[Segmentation dataset excerpts]
---+---
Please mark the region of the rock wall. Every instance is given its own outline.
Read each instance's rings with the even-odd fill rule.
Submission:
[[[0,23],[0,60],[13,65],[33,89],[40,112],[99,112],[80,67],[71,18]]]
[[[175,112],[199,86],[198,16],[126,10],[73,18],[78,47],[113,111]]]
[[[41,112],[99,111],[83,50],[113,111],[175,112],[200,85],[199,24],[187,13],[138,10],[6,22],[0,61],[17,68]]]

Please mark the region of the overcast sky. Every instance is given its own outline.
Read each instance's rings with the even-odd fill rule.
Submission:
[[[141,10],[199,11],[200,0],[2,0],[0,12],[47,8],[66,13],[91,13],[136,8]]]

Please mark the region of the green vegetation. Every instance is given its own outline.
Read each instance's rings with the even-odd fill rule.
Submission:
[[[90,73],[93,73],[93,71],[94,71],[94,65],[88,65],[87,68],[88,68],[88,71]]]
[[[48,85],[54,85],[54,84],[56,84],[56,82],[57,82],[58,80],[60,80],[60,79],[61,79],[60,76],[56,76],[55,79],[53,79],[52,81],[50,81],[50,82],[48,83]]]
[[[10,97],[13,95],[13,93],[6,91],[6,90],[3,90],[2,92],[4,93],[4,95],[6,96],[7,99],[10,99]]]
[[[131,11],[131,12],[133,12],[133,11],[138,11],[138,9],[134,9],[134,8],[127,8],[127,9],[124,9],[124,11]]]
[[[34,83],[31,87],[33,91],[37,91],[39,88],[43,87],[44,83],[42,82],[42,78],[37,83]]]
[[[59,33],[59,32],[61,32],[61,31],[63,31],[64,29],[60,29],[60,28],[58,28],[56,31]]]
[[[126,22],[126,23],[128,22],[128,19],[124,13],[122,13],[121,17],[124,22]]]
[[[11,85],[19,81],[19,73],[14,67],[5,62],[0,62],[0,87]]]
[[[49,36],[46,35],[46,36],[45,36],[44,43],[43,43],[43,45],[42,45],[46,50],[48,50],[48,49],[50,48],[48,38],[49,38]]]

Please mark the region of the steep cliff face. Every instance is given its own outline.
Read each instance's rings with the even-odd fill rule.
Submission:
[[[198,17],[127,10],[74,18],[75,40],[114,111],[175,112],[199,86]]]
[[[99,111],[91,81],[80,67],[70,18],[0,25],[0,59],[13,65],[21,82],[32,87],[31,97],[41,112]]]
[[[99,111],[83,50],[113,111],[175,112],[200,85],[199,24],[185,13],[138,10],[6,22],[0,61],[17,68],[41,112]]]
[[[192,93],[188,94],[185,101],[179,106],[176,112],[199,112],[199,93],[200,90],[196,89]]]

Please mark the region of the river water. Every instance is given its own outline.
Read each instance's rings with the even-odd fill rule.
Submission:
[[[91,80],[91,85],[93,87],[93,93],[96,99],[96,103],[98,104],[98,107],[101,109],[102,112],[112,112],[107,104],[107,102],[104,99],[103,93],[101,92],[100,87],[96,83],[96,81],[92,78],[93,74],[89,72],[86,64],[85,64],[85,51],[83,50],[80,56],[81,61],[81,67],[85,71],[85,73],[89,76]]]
---+---
# What the exercise asks:
Could you output every line of the data above, unchanged and in the same order?

# Answer to this task:
Please mark the region of the rock wall. Every instance is given its own outline.
Read each instance's rings with the even-odd fill rule.
Submission:
[[[0,23],[0,60],[13,65],[33,89],[40,112],[99,112],[80,67],[71,18]]]
[[[175,112],[199,86],[198,16],[126,10],[73,18],[78,47],[113,111]]]
[[[41,112],[99,111],[83,50],[113,111],[175,112],[200,85],[199,24],[187,13],[138,10],[6,22],[0,61],[17,68]]]

Please mark the region of the overcast sky. Every instance is given its own outline.
Read each instance's rings with the even-odd fill rule.
Submission:
[[[141,10],[199,11],[200,0],[2,0],[0,12],[47,8],[66,13],[91,13],[136,8]]]

Please mark the region of the green vegetation. Every instance is given its own outline.
Read each instance's rings with the even-odd fill rule.
Submission:
[[[90,73],[93,73],[93,71],[94,71],[94,65],[88,65],[87,68],[88,68],[88,71]]]
[[[48,85],[54,85],[54,84],[56,84],[56,82],[57,82],[58,80],[60,80],[60,79],[61,79],[60,76],[56,76],[55,79],[53,79],[52,81],[50,81],[50,82],[48,83]]]
[[[10,97],[13,95],[13,93],[6,91],[6,90],[3,90],[2,92],[4,93],[4,95],[6,96],[7,99],[10,99]]]
[[[131,11],[131,12],[133,12],[133,11],[138,11],[138,9],[134,9],[134,8],[127,8],[127,9],[124,9],[124,11]]]
[[[34,83],[31,87],[33,91],[37,91],[39,88],[43,87],[44,83],[42,82],[42,78],[37,83]]]
[[[59,33],[59,32],[61,32],[61,31],[63,31],[64,29],[60,29],[60,28],[58,28],[56,31]]]
[[[126,22],[126,23],[128,22],[128,19],[124,13],[122,13],[121,17],[124,22]]]
[[[11,85],[19,81],[19,73],[14,67],[5,62],[0,62],[0,87]]]
[[[49,36],[46,35],[46,36],[45,36],[44,43],[43,43],[43,45],[42,45],[46,50],[48,50],[48,49],[50,48],[48,38],[49,38]]]

Please mark the region of the steep cliff face. Every instance is given its own outline.
Read each instance's rings with the even-odd fill rule.
Submission:
[[[198,17],[127,10],[74,18],[75,40],[114,111],[175,112],[199,86]]]
[[[99,111],[91,81],[80,67],[70,18],[0,25],[0,59],[13,65],[21,82],[32,87],[31,97],[41,112]]]
[[[99,111],[83,50],[113,111],[175,112],[200,85],[199,24],[185,13],[138,10],[6,22],[0,61],[17,68],[41,112]]]
[[[192,93],[188,94],[185,101],[179,106],[176,112],[199,112],[199,93],[200,90],[196,89]]]

Please mark the region of the river water. Every instance is given its own outline.
Read each instance's rings with the even-odd fill rule.
Submission:
[[[91,80],[91,85],[93,87],[93,93],[96,99],[96,103],[98,104],[98,107],[101,109],[102,112],[112,112],[107,104],[107,102],[104,99],[103,93],[101,92],[100,87],[96,83],[96,81],[92,78],[93,74],[89,72],[86,64],[85,64],[85,51],[83,50],[80,56],[81,61],[81,67],[85,71],[85,73],[89,76]]]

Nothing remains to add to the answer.